**EXTRAIT À LIRE**
Jerzy Kucia, le Bresson animé

Je croyais avoir mal entendu, à cause non pas tant de la distance téléphonique entre Cracovie et Montréal mais de la franchise désarmante de l'aveu. C'est en rigolant que le cinéaste d'animation Jerzy Kucia me disait avoir réalisé Reflets (1979), un de ses plus beaux films, afin de «gagner des prix dans les festivals. Pour un cinéaste d'animation, c'est essentiel, sinon les producteurs ne vous font pas confiance». Tout comme dans son oeuvre, Kucia n'hésite pas à être déroutant, même s'il pourrait s'amuser à l'être davantage, la barrière des langues le forçant à adopter un anglais hésitant et limité.

S'il trébuche parfois sur les mots, le réalisateur polonais éprouve plus de confiance devant les images, et on pourra y jeter deux formidables coups d'oeil rétrospectifs. La Cinémathèque québécoise, en collaboration avec le FCMM, propose un panorama en deux temps (qui a commencé hier et se poursuit ce soir à 20h30 à la salle Claude-Jutra) des films de Jerzy Kucia, considéré par plusieurs comme «le Robert Bresson de l'animation», un titre dont il est très fier «et qui n'est pas du tout lourd à porter!», souligne-t-il sans fausse modestie.

**CONSIGNES DE L'EXERCICE**
- a) D'après l'article sur Jerzy Kucia, quel film le cinéaste dit-il avoir réalisé pour gagner des prix dans les festivals ?
- b) Modifiez le passage de l'article sur Jerzy Kucia qui s'ouvre sur les mots « Jerzy Kucia, le » et se ferme sur « hésitant et limité. » : remplacez « Cracovie » par « Varsovie ».
- c) Poursuivez l'article sur Jerzy Kucia au-delà de sa dernière phrase.

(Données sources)
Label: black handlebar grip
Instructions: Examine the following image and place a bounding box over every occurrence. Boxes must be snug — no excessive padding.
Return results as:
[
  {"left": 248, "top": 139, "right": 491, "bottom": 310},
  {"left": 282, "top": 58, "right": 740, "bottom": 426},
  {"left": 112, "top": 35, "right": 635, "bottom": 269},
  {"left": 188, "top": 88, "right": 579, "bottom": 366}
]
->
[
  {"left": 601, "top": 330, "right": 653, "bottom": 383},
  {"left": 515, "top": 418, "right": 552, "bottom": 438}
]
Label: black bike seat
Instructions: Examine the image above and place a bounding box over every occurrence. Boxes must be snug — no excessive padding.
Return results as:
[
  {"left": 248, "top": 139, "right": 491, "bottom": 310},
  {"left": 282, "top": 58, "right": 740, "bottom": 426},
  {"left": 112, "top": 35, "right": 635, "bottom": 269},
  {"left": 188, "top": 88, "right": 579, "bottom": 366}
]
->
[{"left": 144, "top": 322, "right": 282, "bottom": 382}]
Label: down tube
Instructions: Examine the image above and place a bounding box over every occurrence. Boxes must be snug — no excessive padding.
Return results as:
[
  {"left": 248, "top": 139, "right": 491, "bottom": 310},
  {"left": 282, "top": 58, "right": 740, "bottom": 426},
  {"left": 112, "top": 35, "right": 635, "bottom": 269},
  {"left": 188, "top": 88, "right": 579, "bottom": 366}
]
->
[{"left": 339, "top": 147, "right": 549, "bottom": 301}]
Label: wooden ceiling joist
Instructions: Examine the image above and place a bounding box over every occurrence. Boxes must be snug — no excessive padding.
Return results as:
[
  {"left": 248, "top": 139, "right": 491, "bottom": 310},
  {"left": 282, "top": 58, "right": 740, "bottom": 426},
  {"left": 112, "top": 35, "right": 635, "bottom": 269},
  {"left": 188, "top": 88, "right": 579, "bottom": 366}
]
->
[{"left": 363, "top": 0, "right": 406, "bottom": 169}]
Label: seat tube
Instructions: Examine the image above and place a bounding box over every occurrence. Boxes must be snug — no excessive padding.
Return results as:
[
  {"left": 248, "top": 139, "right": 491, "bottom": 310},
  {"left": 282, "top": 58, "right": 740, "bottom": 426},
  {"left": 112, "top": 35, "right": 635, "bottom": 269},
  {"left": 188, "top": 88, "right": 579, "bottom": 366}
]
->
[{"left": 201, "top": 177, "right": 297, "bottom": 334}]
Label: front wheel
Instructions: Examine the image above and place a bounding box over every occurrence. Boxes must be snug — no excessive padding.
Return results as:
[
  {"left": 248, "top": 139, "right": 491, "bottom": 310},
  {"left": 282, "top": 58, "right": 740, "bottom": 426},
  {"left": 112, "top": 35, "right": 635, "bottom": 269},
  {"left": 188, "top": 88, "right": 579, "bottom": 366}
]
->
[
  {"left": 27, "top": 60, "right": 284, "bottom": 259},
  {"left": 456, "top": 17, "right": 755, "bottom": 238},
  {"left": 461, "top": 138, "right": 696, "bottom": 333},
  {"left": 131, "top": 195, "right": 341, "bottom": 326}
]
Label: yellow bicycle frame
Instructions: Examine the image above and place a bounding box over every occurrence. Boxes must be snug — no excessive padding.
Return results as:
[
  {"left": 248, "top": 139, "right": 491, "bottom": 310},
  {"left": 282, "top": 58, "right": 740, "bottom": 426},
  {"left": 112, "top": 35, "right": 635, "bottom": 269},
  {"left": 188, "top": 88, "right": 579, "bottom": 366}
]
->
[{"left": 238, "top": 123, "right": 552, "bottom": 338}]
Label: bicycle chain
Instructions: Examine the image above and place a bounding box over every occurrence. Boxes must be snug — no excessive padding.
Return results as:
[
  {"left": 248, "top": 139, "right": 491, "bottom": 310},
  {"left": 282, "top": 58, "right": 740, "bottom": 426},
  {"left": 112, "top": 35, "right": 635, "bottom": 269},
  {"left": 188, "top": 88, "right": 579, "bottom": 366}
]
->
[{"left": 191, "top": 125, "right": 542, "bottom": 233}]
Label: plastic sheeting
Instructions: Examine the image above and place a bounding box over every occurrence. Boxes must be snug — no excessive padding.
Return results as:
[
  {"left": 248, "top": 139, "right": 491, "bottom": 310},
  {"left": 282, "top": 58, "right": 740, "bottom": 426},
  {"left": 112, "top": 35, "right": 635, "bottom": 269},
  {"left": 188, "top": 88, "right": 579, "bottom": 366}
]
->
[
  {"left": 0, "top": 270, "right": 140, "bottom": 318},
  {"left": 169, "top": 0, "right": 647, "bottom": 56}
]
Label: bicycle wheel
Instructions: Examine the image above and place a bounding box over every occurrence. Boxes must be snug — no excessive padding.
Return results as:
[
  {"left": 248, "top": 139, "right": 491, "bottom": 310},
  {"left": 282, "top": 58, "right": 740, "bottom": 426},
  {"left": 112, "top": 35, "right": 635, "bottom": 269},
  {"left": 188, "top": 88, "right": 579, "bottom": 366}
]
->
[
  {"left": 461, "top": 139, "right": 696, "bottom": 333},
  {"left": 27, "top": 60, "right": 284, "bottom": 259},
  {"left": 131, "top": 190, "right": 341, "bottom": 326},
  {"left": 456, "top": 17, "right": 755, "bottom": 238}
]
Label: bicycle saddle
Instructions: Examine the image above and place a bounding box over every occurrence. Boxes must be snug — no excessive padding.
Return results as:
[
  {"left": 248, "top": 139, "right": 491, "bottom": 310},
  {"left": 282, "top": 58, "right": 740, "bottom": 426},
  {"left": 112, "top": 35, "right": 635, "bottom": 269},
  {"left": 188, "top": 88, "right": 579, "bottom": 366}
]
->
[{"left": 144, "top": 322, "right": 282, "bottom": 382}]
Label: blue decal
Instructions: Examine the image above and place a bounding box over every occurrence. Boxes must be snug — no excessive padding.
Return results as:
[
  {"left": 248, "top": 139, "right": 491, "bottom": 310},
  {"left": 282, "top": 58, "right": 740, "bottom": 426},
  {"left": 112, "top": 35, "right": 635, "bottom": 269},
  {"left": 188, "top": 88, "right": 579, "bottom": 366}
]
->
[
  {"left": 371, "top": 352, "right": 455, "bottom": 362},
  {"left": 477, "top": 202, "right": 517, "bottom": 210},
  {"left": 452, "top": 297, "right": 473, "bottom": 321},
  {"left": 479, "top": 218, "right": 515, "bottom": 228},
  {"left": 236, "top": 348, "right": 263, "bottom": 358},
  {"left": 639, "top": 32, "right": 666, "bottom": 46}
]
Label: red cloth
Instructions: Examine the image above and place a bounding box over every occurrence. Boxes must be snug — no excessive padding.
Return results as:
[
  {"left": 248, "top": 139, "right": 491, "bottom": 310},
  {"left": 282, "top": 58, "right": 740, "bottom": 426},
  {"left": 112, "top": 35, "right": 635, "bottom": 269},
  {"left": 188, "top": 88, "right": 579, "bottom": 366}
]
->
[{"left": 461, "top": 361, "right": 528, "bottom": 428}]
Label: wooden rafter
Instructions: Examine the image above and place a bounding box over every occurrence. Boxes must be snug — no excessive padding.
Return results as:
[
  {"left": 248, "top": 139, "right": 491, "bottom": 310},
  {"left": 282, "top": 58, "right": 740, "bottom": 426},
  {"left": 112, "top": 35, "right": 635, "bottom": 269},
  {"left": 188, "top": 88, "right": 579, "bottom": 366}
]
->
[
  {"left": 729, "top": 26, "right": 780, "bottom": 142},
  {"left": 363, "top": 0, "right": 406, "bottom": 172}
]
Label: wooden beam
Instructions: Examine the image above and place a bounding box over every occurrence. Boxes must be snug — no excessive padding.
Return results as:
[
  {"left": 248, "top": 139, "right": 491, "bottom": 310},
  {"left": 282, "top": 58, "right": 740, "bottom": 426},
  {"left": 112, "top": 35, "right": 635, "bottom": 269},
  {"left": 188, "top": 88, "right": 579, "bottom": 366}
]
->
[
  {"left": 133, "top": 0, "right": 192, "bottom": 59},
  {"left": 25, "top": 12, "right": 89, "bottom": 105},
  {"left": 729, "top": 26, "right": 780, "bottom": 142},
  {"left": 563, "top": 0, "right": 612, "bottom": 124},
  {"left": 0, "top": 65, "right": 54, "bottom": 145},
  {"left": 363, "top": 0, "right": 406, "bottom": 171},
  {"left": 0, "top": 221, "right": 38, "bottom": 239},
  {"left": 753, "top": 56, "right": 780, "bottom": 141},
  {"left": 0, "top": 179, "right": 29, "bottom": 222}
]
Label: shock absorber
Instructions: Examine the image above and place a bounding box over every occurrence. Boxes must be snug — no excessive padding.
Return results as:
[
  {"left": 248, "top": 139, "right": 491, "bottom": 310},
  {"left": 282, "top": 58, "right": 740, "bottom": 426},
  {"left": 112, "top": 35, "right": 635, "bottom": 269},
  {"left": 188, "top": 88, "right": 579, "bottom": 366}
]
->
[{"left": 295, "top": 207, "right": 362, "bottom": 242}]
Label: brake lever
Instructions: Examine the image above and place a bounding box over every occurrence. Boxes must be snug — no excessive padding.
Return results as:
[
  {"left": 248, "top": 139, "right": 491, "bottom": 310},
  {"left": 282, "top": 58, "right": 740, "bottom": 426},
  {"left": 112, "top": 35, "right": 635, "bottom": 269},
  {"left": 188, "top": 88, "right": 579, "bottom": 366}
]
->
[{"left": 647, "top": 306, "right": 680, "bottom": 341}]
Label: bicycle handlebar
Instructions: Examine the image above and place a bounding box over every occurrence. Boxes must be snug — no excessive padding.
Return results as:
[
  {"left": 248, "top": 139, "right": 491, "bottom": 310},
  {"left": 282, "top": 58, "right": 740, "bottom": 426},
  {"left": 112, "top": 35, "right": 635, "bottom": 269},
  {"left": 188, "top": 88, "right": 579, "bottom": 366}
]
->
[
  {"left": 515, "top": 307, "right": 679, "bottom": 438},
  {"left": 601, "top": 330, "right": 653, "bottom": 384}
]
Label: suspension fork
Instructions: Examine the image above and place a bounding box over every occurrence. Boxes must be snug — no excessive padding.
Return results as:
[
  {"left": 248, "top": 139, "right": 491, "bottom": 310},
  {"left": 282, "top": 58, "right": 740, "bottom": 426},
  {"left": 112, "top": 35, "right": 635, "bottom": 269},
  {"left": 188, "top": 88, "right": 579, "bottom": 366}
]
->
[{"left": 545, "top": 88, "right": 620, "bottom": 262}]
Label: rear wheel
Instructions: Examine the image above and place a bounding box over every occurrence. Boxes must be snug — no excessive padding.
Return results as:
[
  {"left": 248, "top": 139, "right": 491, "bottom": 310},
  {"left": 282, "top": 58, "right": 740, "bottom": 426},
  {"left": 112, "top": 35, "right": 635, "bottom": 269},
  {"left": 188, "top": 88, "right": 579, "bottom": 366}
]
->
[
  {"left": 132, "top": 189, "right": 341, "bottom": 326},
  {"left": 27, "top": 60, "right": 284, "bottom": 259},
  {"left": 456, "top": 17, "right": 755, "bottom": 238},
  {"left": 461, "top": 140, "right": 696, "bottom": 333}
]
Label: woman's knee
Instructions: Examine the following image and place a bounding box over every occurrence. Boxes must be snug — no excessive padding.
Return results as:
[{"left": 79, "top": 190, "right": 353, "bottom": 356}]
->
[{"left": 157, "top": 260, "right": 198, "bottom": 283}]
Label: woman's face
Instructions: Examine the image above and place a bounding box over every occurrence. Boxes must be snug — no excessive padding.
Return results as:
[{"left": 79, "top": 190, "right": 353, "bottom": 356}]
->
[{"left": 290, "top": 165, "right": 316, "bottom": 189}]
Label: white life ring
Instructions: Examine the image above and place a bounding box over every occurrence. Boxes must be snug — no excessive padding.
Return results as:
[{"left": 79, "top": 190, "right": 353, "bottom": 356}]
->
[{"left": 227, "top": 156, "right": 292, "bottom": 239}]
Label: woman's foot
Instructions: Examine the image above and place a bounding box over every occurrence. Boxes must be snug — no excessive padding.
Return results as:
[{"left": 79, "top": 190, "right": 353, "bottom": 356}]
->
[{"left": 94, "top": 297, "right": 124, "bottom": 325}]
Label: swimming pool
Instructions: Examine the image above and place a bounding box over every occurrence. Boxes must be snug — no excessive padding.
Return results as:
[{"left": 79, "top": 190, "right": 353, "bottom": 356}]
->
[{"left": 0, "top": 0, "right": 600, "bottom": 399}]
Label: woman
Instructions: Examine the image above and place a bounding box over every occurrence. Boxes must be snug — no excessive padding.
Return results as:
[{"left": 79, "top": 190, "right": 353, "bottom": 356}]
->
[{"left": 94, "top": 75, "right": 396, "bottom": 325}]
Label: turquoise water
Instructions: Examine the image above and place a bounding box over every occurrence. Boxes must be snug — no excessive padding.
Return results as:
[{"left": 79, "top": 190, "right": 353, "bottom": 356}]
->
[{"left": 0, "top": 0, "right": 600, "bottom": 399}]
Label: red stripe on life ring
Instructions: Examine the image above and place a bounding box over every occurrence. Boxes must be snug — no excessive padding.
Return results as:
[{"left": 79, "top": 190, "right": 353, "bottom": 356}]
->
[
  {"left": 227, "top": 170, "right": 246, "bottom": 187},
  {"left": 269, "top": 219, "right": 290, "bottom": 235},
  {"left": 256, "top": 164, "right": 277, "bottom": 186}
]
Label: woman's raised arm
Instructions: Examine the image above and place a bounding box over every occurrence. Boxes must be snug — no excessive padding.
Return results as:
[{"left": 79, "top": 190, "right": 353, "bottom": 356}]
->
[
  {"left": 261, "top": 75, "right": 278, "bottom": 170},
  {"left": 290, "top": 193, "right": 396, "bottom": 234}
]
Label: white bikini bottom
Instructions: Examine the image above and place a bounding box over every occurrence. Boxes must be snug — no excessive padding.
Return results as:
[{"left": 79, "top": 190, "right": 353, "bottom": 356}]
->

**RÉPONSES PAR ITEM**
- a) Il s'agit de Reflets (1979).

- b)
Jerzy Kucia, le Bresson animé

Je croyais avoir mal entendu, à cause non pas tant de la distance téléphonique entre Varsovie et Montréal mais de la franchise désarmante de l'aveu. C'est en rigolant que le cinéaste d'animation Jerzy Kucia me disait avoir réalisé Reflets (1979), un de ses plus beaux films, afin de «gagner des prix dans les festivals. Pour un cinéaste d'animation, c'est essentiel, sinon les producteurs ne vous font pas confiance». Tout comme dans son oeuvre, Kucia n'hésite pas à être déroutant, même s'il pourrait s'amuser à l'être davantage, la barrière des langues le forçant à adopter un anglais hésitant et limité.

- c)
Un seul long métrage

L'occasion est offerte de vérifier quels sont les liens thématiques qui unissent l'un et l'autre, et peut-être aussi ceux qui le rapprocheraient d'une autre animatrice de grand talent, Caroline Leaf, que Kucia connaît bien. Si, comme la réalisatrice de The Street, il utilise les possibilités de la peinture sur verre, ce n'est pas la seule, et c'est ce qui frappe dans sa filmographie, soit la grande diversité des techniques. Depuis son premier film, Le Retour, en 1972, Kucia ne cesse d'explorer des manières nouvelles de traiter de mêmes sujets. C'est pourquoi il me confie qu'«en plaçant tous mes films l'un derrière l'autre, on n'obtiendrait qu'un seul long métrage, tout à fait cohérent. Je crois même que si je choisissais n'importe quel de mes films en utilisant une technique différente, le résultat final serait identique».

Kucia se préoccupe peu de la narration, ce qui lui a valu l'étiquette de cinéaste impressionniste. Ces ambitions sont ailleurs, plus souterraines, cherchant à mettre en forme et en lumière la vision cachée du quotidien, de l'histoire, du passé. Exploration souvent de nature sensuelle aux contours mystérieux, son cinéma semble toujours osciller entre le rêve et la réalité, dans des mouvements répétitifs et cycliques. Voilà pourquoi il refuse de se soumettre à une seule technique, passant du dessin au papier découpé ou à la photographie: «C'est grâce à ce que je vois et à ce que je vis qu'il m'est possible de trouver la forme de mes films.»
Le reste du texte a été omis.